• **Exercise details**: Reproduce the part of the thread on developing film at home starting at "## Tee (Apr 3, 2012)" and ending at "in a few months.", substituting "flatbed scanner" for "scanner".

• **Page excerpt**:

# On Developing At Home...



## Tee (Apr 3, 2012)

Firstly, I initially had about a billion questions about film but after reading almost every thread in this forum, I only have about 100. :mrgreen:  The idea of developing my film at home and then using a scanner appeals to me.  I'm new to film.  I'm excited.  I'd really like to try developing on my own in a few months.

  Now on to my question: when removing the film from the canister and loading it into the film tank, does the room have to be pitch black?  Where I'm getting confused is watching videos of darkrooms with safe lights when making prints but when I watch videos of the actual developing into negatives, it says to be in a pitch black room.  I'm not sure if they mean load into the tank in a darkroom (which has the safe light on) or literally pitch black to where you can't see your hand.  If it is in a pitch black room, how many tries did it take you to get it right?  I'm guessing I should practice on a roll of film in the light to get the system down and take that roll for the team in the spirit of learning.  Thanks!


----------



## Cruzingoose (Apr 4, 2012)

Film needs to be handled in complete darkness.  Once safely in the tank the light can be turned on.  Use an old film to practice spooling on yor reels. With steel spirial reels the film will follow the spirial from the inside out and is easy to master if you keep a slight curve in the film as you wind. Plastic reels wind from the outside in. Feed the film with a twisting motion of the two halfs of the reel.


----------



## c.cloudwalker (Apr 4, 2012)

^^^^^  That is correct. And with 35mm film, it is fairly easy to learn.

Medium format film is a bit harder to manage and sheet film is easiest, imho.

Good luck to you.


----------



## Tee (Apr 4, 2012)

Thank you both.  I'm doing some travelling with work so I won't be able to try it on my own for a few months.  I'll definitely practice on a roll of film in the light before going for real.  Which spool is recommended- the plastic or metal or does it make a difference?


----------



## KenC (Apr 4, 2012)

I always had good results with plastic.  The metal reels have the reputation of being a little trickier to load, but I never used them, so can't say first-hand.  This is a newer version of the one I used:

Paterson Universal Tank with Reel (Super System 4) PTP115 B&H

I'd get the tank that holds two reels and the two reels, so you have the option of developing two at a time if you want.  Otherwise, you just put in a second empty reel to keep the first one from floating out of the chemicals.  They also have four-reel tanks, but they seem kind of cumbersome, although I never actually used them.  Have fun!


----------



## compur (Apr 4, 2012)

Safelights are for printing, not for film development.

You don't need a darkroom to load film for developing.  There is a thing called a changing bag used for this purpose. 

Here is one:
Arista Changing Bag 27 in. x 30 in. | Freestyle Photographic Supplies


----------



## JSER (Apr 4, 2012)

? dark or not, think about it, if you are able to take a photograph at 1000th of a second at f22 then dark as in film loading bag, 






Also before using a reel to load film assuming you have removed the leader, place the reel on a radiator for 30 minutes or use a hair dryer to remove all moisture as any at all will cause it to stick, no I have never had a problem from day 1.


----------



## c.cloudwalker (Apr 4, 2012)

Tee said:


> Which spool is recommended- the plastic or metal or does it make a difference?



I have plastic for 35mm and metal for medium format. I know there were reasons why I went to metal but I don't remember what they were. One of them may be that plastic eventually gets contaminated or doesn't last as long or something...     Maybe Ann or Helen will chime in, they both have more recent experience than I do.

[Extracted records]
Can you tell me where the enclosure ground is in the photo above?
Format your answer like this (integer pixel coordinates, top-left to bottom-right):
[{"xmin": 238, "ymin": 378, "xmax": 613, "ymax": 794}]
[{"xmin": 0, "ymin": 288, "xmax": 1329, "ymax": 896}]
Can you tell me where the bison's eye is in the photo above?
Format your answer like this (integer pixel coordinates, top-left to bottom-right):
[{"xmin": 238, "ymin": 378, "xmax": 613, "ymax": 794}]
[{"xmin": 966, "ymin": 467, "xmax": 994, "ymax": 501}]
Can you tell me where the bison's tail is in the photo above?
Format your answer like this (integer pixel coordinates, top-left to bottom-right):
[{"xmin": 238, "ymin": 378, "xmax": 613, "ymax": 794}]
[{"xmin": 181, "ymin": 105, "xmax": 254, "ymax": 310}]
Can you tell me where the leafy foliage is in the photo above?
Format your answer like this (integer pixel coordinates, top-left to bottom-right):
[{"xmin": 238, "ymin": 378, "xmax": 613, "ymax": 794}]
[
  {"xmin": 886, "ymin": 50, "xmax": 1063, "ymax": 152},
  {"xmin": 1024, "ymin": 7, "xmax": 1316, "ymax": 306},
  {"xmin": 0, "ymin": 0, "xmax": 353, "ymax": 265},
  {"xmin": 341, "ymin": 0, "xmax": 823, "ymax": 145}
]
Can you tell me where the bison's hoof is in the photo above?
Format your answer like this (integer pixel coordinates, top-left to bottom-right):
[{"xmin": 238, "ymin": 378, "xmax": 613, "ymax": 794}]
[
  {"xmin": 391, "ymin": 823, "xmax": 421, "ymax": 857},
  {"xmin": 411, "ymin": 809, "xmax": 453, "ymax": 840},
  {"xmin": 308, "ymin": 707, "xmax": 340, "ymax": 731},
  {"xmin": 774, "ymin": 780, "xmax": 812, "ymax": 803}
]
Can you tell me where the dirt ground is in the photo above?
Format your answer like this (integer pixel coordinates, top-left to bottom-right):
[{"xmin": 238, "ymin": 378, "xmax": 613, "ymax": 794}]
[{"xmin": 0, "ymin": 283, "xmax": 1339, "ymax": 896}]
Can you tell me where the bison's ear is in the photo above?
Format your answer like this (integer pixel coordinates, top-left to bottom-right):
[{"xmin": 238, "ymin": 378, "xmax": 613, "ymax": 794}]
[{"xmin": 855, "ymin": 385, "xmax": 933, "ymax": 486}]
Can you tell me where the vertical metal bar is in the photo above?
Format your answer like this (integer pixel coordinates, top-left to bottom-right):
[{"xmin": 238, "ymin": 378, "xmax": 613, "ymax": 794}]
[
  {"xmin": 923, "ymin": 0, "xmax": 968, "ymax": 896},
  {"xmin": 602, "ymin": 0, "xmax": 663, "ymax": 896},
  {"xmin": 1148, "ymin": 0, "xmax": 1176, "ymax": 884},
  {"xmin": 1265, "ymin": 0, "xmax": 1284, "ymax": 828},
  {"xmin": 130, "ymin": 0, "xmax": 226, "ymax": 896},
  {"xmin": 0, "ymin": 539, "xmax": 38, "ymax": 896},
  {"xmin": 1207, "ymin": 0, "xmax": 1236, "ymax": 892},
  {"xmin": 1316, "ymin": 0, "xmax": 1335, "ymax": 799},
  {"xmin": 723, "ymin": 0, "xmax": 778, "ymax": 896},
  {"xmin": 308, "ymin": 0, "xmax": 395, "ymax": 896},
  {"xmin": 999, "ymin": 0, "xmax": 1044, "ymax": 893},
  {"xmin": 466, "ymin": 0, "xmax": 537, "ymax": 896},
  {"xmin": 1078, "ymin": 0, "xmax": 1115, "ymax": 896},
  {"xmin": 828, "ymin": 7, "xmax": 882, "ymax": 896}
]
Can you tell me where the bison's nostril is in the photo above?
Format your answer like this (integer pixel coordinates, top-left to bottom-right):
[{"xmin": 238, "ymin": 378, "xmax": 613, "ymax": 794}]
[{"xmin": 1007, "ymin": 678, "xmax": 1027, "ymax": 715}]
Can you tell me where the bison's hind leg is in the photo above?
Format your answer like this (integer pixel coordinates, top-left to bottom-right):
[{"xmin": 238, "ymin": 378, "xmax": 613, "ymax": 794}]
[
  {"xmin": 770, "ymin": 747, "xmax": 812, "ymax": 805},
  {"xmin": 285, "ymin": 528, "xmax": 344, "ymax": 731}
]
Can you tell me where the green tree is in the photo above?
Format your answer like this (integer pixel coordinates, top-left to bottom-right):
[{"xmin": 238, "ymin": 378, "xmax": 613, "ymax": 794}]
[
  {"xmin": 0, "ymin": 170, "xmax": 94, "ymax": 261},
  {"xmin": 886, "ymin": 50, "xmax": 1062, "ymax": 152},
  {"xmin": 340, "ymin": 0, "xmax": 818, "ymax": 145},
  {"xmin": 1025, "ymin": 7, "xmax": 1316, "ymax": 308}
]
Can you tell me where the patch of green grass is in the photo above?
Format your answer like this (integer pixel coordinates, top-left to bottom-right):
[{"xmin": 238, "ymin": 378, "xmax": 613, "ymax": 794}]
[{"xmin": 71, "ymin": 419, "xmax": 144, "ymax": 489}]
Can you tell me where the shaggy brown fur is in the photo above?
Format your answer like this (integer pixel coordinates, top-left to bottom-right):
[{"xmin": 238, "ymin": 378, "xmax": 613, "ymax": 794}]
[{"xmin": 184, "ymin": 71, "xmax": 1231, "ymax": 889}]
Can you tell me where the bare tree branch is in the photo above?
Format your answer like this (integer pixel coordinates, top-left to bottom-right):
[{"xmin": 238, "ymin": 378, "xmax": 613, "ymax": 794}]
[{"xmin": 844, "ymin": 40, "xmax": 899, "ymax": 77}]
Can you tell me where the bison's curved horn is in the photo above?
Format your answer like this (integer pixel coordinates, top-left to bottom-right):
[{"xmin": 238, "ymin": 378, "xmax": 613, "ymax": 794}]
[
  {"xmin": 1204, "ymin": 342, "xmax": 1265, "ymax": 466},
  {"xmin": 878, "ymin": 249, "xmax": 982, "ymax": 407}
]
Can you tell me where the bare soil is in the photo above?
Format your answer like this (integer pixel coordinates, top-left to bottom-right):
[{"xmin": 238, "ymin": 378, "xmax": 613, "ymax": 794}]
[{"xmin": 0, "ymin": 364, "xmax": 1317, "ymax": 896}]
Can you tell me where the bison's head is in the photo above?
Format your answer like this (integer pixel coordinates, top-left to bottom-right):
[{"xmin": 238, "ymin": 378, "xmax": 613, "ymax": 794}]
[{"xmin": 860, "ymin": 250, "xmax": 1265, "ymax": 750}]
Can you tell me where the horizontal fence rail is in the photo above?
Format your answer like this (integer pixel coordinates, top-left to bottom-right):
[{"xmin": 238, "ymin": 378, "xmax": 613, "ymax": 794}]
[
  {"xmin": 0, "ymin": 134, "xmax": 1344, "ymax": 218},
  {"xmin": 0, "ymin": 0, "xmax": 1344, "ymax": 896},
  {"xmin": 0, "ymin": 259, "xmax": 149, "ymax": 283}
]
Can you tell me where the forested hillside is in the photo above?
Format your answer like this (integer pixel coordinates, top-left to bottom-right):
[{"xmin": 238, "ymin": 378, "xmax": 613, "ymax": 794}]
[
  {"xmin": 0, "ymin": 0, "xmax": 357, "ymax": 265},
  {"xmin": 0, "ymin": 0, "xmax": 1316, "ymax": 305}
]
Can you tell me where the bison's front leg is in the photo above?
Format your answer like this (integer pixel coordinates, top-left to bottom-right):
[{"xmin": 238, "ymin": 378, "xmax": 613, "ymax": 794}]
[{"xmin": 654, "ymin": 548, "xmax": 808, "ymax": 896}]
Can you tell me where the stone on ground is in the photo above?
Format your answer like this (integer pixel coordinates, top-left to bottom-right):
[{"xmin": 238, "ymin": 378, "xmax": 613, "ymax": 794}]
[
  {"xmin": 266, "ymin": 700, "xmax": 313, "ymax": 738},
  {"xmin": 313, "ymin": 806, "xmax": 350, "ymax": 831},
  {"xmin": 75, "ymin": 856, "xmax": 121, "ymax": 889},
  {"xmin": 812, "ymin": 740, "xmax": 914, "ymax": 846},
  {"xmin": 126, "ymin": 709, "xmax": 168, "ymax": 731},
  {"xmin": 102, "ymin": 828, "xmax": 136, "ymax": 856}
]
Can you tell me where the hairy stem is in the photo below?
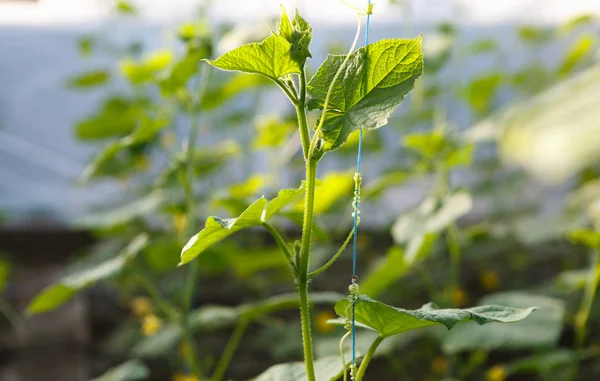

• **The reply**:
## Tee (Apr 3, 2012)

Firstly, I initially had about a billion questions about film but after reading almost every thread in this forum, I only have about 100. :mrgreen:  The idea of developing my film at home and then using a flatbed scanner appeals to me.  I'm new to film.  I'm excited.  I'd really like to try developing on my own in a few months.